» Image-grounded pointing data
=-=-=-=-=

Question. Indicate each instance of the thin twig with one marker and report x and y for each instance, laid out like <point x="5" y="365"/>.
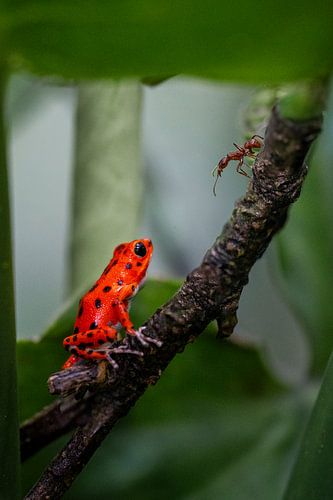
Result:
<point x="210" y="291"/>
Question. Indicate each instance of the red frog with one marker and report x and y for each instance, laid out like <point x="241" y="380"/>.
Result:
<point x="105" y="307"/>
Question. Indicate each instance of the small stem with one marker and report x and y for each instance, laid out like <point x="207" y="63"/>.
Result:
<point x="9" y="442"/>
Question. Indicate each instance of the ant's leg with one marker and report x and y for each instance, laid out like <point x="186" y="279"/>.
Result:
<point x="240" y="169"/>
<point x="238" y="147"/>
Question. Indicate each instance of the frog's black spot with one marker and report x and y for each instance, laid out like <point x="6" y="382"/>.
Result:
<point x="107" y="269"/>
<point x="119" y="248"/>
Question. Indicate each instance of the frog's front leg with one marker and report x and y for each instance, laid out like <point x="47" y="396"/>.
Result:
<point x="95" y="344"/>
<point x="91" y="338"/>
<point x="78" y="343"/>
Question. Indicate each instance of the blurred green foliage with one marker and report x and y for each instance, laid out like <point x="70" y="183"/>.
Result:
<point x="265" y="42"/>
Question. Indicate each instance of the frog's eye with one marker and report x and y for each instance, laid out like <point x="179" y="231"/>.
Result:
<point x="140" y="249"/>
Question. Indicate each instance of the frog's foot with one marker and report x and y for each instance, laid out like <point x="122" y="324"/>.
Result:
<point x="142" y="338"/>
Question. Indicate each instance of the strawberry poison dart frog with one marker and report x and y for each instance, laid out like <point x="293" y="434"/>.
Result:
<point x="103" y="310"/>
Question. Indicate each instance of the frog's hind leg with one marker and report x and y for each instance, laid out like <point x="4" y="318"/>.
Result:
<point x="91" y="338"/>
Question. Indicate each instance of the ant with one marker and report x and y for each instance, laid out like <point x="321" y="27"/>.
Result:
<point x="239" y="155"/>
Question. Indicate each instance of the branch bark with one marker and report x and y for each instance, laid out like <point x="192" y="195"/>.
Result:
<point x="211" y="291"/>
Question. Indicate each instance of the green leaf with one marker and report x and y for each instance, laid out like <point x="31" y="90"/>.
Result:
<point x="219" y="39"/>
<point x="9" y="450"/>
<point x="312" y="476"/>
<point x="215" y="414"/>
<point x="306" y="247"/>
<point x="215" y="426"/>
<point x="108" y="179"/>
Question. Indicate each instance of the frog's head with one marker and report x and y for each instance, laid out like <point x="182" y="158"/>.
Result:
<point x="136" y="254"/>
<point x="141" y="252"/>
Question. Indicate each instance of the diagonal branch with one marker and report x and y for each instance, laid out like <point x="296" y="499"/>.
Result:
<point x="210" y="291"/>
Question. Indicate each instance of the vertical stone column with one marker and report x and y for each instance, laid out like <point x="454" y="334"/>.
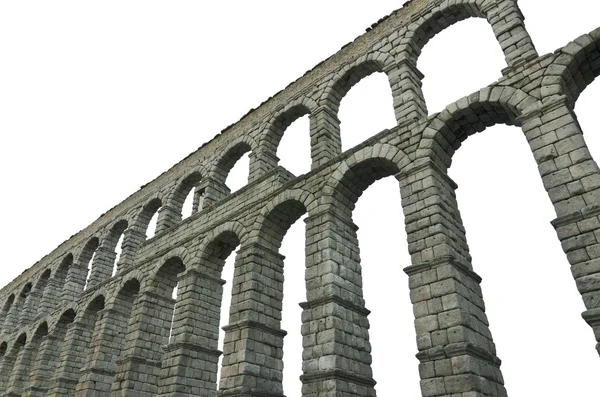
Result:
<point x="50" y="297"/>
<point x="11" y="319"/>
<point x="214" y="190"/>
<point x="20" y="371"/>
<point x="325" y="138"/>
<point x="253" y="347"/>
<point x="572" y="179"/>
<point x="98" y="374"/>
<point x="168" y="217"/>
<point x="455" y="348"/>
<point x="337" y="353"/>
<point x="44" y="366"/>
<point x="138" y="371"/>
<point x="73" y="352"/>
<point x="102" y="266"/>
<point x="29" y="307"/>
<point x="509" y="28"/>
<point x="6" y="366"/>
<point x="133" y="238"/>
<point x="74" y="283"/>
<point x="191" y="358"/>
<point x="406" y="82"/>
<point x="262" y="160"/>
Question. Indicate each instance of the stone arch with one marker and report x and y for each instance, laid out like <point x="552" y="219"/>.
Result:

=-=-=-=-=

» WORK INSTRUCTION
Pull every line containing "stone" from the entries above and copy it.

» ANSWER FOR THIS EXERCISE
Question. Indicate each instance of the vertical stone column with one marker and report x and y for each instance, laid out like <point x="454" y="334"/>.
Question. Indicate each instance of the stone arch with one marker and report x and y for each instance, laid out like <point x="552" y="219"/>.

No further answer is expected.